提示された文章:
*-*-*

親愛なるあなたへ
人生には節目節目で様々な岐路があります。その岐路に立ち、その都度迷いながら、または即断即決しながら、自分の行く末に向かって日々進んでいます。
大人になると、というかおじさんになると、選択肢から何かを選ぶこと自体に慣れてきます。もちろん、選んだ道が正しかったかどうかは死ぬまでわかりませんし、死んでもわからないかもしれません。また、間違っていたと思っていても後々になって実は正しかった、なんてことはよく起こりうることでしょうし、逆もしかりです。
それに、その選択が最適解であったと誰が保証するのでしょうか。何をもってして最適であると言えるのでしょうか。正解かそうでないかは誰にもわかりません。言うなれば、その人の解釈によって変わってくるでしょう。これは、もはや哲学の領域ですよ。
ただし、明らかに間違いとなる選択肢もありますよね。最適解でなくても、明らかに間違いとなる選択肢さえ選ばなければ、人生なんとかなるんじゃないかと思います。
たとえば、いじめに遭っていて学校に行けない。学校に行こうとすると不安感が高まり足がすくむ。そのような場合、無理して学校に行っても余計に体調を崩してしまう恐れがありますよね。そこで体調を崩しながらも無理して学校に行くのはちょっと違うのではないかと思います。
では、子どもが宿題が嫌で学校に行きたくないと言ってきた場合、わたしはどうしたらいいでしょうか。なんて声をかけたらいいでしょうか。元メジャーリーガーのイチローさんは、宿題は将来やりたくないことでもやるための訓練と位置づけています。やりたいことしかやらなくなったら社会人として生きていくことが難しくなるというニュアンスのことを語っています。
これは一つの考えですよね。
もしかしたら、学校に行きたくない理由は他にもあるかもしれません。なので、子どもの言葉の真意を汲み取れることがベターな気がします。
話が逸れました。
学校に行くことで、自分の体調が優れなくなる。その場合には学校に「行かない」選択がいいと思います。人生、なんとか生きていればいいことがありますから。親の判断のみで、無理やり行かせるのはあまりよくないかなと個人的には思います。
ただし、これは逆も言えます。親の判断のみで学校に「行かせない」というのもどうかと考えます。
子どもは選択肢から自分に合った最適解を選ぶことにまだ十分に慣れていません。未熟です。理由はどうであれ、子どもの「行きたくない」気持ちに寄り添うことはとても大切です。ただし、親の「行かせたくない」という気持ちに子どもが無理に寄り添う必要はありません。子どもは先を考えながら物事を判断したり、行動したりすることが十分にはできません。では、何を判断材料にして行動に移すかというと、親、兄弟、友達、学校の先生、ユーチューバー仲間などとのやりとりから得たものです。

*-*-*

データ部分:
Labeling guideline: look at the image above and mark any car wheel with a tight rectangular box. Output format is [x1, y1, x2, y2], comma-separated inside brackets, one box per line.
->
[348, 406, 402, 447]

*-*-*

課題の内容:
A. 人生の選択と子どもの登校について述べた文章によると、イチローさんは宿題をどのようなものと位置づけていますか。
B. 人生の選択と子どもの登校について述べた文章を、最後の文の後から書き継いでください。

課題への回答:
A. 将来やりたくないことでもやるための訓練と位置づけています。

B.
学校に行っても得られるものは何もないのでしょうか。そして、それは親が判断することなのでしょうか。子どもは、様々な人との関わりを通して様々なことを学んでいきます。その環境は別に学校でなくてもいいです。ただし、実際に人と関わるのはその子自身です。何かを学ぶのもその子自身です。主体は親ではなく、その子自身にあるわけです。親は子どもが何かを学ぶ機会を広げることもできますが、狭めることもできてしまいます。狭めようとしていなくても、結果的に狭めてしまったということもあるかもしれません。
最適解とは誰にとっての最適解か。そこをよく考えていきたいものです。
そして、環境が家だけになると、その子がやりとりする相手は親が中心となります。となると、親からの影響をもろに受けるわけです。親の言動がその子の生きる指針となるわけです。小さい子は、どの子も親とのやりとりが中心ですが、小学生以降は、家族以外の人との交流が広がる時期です。人は交流を通して自分の了見を広げていきます。
繰り返しますが、過ごす場所はどこだっていいんです。家で、リモートで様々な人との関わりを経験することだって十分にできます。今はOrihimeが話題ですよね。すごくいいと思います。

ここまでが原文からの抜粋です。